Each line of the data below containing "every" needs to be listed.

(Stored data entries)
--------------------------------
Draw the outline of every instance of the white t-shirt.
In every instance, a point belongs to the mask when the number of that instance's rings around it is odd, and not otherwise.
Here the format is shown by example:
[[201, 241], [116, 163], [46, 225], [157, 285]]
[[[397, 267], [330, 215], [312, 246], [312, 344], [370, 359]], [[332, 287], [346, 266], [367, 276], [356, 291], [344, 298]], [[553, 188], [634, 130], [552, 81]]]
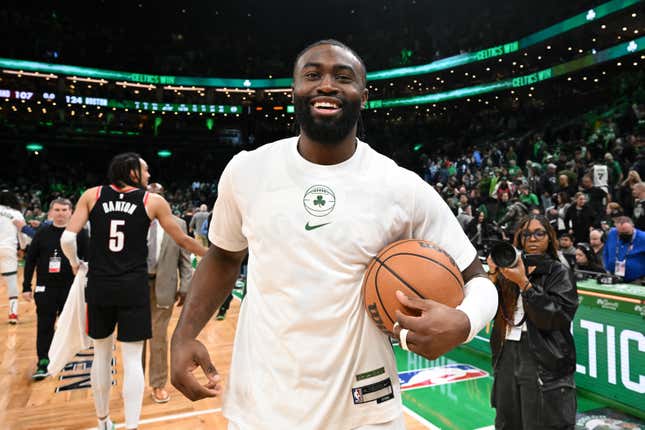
--------------------------------
• _WRITTEN RESPONSE_:
Draw the outline of every instance of the white t-shirt.
In every instance, a point belongs to the mask when the number of that instance's rings around it is odd, and not otherwise.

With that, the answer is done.